Le talut de la digue qui est exposé au courant de la riviere, est garni du pié jusqu’au-dessus, de clayonnage ou de claies de six piés de long, de trois de large ; on en met trois ou quatre l’une sur l’autre ; le pié de ce clayonnage qui tombe au-bas de la digue, y est arrêté par les pierres qui sont au-bas du talut : ces claies ne durent ordinairement que deux années, à moins qu’elles ne soient plutôt emportées par les lavasses, comme il arrive quelquefois. Il faut jusqu’à cent douzaines de ces claies pour garnir le talut de cette digue : ce clayonnage en est la conservation.

Il y a au milieu de cette digue une ouverture fermée seulement de claies ou d’échelles à claires voies, comme on l’a observé ci-devant dans les autres pêcheries, pour donner lieu à l’écoulement des eaux & au passage du frai du saumon qui cherche à se jetter à la mer, & à ceux qui y veulent retourner après avoir frayé : cette largeur reste ouverte dans le même tems que celle des chaussées & tonnes de pierres.

*Items extraits d'une collection*.

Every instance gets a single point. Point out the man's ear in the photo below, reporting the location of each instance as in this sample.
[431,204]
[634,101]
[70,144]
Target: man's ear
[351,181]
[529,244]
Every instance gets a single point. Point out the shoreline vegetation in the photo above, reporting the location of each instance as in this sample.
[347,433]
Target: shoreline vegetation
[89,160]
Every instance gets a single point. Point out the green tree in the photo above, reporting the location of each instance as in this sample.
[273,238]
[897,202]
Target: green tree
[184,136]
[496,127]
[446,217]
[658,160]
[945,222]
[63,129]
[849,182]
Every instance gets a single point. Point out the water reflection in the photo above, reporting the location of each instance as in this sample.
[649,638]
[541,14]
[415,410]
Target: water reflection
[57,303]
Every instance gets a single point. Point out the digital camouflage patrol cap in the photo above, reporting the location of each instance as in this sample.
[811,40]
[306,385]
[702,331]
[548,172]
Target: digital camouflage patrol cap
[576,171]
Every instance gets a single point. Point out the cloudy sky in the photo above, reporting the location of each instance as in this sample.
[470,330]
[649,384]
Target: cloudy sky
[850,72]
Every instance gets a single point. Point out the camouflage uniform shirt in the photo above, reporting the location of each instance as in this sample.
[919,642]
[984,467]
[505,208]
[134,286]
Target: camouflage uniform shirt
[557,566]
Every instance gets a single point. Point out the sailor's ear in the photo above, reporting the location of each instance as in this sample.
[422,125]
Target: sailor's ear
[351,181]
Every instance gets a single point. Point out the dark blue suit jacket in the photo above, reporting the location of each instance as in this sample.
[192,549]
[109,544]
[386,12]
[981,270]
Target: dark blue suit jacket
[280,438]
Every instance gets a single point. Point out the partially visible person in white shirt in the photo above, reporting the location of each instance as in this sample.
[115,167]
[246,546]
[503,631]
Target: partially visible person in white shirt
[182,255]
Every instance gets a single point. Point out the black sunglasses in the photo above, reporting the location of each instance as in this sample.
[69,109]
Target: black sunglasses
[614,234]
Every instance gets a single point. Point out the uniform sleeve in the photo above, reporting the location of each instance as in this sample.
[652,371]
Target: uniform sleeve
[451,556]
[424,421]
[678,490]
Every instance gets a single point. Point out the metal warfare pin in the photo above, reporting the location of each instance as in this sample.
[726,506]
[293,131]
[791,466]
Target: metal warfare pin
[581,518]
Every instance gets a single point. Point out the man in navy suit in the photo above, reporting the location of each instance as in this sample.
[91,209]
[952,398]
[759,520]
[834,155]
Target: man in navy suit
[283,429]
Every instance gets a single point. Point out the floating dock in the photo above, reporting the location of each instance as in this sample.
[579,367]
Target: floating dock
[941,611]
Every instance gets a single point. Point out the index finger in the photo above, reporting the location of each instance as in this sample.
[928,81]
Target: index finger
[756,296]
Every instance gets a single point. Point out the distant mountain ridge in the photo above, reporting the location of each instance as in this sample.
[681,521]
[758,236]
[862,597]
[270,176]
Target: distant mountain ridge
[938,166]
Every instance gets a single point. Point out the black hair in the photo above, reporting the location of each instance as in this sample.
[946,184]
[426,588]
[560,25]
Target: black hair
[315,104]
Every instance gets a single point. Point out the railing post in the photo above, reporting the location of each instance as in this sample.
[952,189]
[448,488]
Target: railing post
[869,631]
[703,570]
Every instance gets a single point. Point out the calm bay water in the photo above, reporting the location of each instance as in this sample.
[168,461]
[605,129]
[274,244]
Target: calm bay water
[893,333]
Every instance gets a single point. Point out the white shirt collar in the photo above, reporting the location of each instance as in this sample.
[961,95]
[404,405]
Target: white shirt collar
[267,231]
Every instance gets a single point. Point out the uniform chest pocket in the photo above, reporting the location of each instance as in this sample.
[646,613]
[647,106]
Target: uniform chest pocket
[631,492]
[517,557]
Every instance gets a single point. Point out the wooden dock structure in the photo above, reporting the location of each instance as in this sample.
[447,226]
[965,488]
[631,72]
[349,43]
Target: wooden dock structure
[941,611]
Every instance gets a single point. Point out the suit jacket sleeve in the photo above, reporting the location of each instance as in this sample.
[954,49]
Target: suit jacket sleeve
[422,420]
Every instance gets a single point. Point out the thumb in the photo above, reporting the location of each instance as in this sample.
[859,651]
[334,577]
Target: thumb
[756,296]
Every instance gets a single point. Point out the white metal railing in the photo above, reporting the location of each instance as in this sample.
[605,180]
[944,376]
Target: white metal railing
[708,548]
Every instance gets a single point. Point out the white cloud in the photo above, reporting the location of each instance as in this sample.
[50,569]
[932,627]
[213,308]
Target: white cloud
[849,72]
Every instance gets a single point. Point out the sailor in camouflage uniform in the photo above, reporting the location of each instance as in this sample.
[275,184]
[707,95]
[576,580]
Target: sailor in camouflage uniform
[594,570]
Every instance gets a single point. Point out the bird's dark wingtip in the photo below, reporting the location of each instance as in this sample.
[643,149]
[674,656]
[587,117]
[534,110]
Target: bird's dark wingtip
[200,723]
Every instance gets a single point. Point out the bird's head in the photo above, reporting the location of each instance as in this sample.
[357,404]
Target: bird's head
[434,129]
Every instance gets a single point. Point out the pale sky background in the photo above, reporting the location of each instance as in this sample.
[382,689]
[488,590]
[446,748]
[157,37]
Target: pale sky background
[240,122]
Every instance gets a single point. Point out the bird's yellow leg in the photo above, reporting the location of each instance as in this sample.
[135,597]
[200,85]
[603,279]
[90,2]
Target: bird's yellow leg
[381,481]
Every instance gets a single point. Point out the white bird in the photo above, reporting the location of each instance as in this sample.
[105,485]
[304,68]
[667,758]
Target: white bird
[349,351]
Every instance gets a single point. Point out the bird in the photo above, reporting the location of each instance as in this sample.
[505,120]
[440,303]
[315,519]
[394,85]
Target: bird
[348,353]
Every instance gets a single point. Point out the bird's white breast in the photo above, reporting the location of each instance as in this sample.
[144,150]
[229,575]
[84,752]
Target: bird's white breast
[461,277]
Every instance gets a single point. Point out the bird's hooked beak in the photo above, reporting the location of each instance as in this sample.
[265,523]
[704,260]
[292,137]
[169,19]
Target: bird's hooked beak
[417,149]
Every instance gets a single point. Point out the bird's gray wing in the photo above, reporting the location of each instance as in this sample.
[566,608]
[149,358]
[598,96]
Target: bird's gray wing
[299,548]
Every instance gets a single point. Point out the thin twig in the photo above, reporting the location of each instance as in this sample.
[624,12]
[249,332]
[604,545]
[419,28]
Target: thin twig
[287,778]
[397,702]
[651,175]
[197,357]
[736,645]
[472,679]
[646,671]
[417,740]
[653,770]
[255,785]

*Série d'exercices*.
- A) D'après l'extrait sur la digue, combien de temps les claies du talut durent-elles ordinairement ?
- B) Recopiez tout le passage de l'extrait sur la digue, de « Il y a au milieu » jusqu'à « tonnes de pierres. » inclus.
- C) Rédigez la suite du texte sur la digue et son ouverture pour le passage du saumon, en reprenant après sa dernière phrase.

*Réponses par exercice*.
- A) Elles ne durent ordinairement que deux années.

- B)
Il y a au milieu de cette digue une ouverture fermée seulement de claies ou d’échelles à claires voies, comme on l’a observé ci-devant dans les autres pêcheries, pour donner lieu à l’écoulement des eaux & au passage du frai du saumon qui cherche à se jetter à la mer, & à ceux qui y veulent retourner après avoir frayé : cette largeur reste ouverte dans le même tems que celle des chaussées & tonnes de pierres.

- C)
Le saumon qui veut monter, & qui ne trouve aucun passage le long de cette digue, la cottoie ; comme son instinct le porte alors à remonter, il cherche toujours jusqu’à ce qu’il ait trouvé une issue ; il y a au bout de la digue du côté de l’est, un coffre, boutique ou goret ; il peut avoir environ un pié de largeur & 10 de long ; il est enfoncé d’environ les dans l’eau ; il n’y a à la boutique qu’un seul trou de 18 pouces d’ouverture en quarré placé au plus bas du coffre ; il est armé de fer, & les bouts qui en sont formés en pointe, se resserrent, ensorte qu’il ne reste au plus que le passage d’un gros saumon, qui n’y peut même encore entrer qu’en forçant un peu les pointes du guide, qui prête & se remet ensuite. Les pêcheurs nomment cette garniture le guide ou guidau, parce qu’il conduit le poisson, qui entre aussitôt qu’il l’a trouvé, & qui ne peut plus sortir de la boutique, quand il y est une fois entré, parce qu’il est arrêté par les pointes du guideau ; on le retire de ce réservoir d’abord que l’on s’apperçoit qu’il y est entré ; les pêcheurs, pour les y pêcher, ont un haveneau emmanché, dont le sac est formé de mailles, qui ont dix-huit, dix-neuf & vingt lignes en quarré ; on y pêche quelquefois vingt, trente & quarante saumons d’une seule marée ; on porte ces saumons à Rennes, Saint Malo, Brest & autres villes de la province, & même jusqu’à Paris, quand la saison le permet ; les frais du transport ne sont pas un obstacle à ce commerce, par la vente avantageuse qu’on en fait ; il y a eu quelques années où l’où en a pris une quantité telle que tous frais faits, le propriétaire de la pêcherie en a eu plus de dix mille livres net de profit, ainsi qu’il l’a

lui même assuré. Voyez les figures dans nos Planc. de pêche.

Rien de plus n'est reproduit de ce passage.